## PROVIDED DATA
-- Begin --
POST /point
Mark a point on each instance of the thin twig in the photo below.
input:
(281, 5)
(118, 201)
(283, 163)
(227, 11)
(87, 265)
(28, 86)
-- End --
## PROBLEM DESCRIPTION
Rewrite the items above, replacing "twig" with "branch" and leaving everything else unchanged.

## EXERCISE OUTPUT
POST /point
Mark a point on each instance of the thin branch in the photo below.
input:
(281, 5)
(118, 201)
(283, 163)
(227, 11)
(87, 265)
(28, 86)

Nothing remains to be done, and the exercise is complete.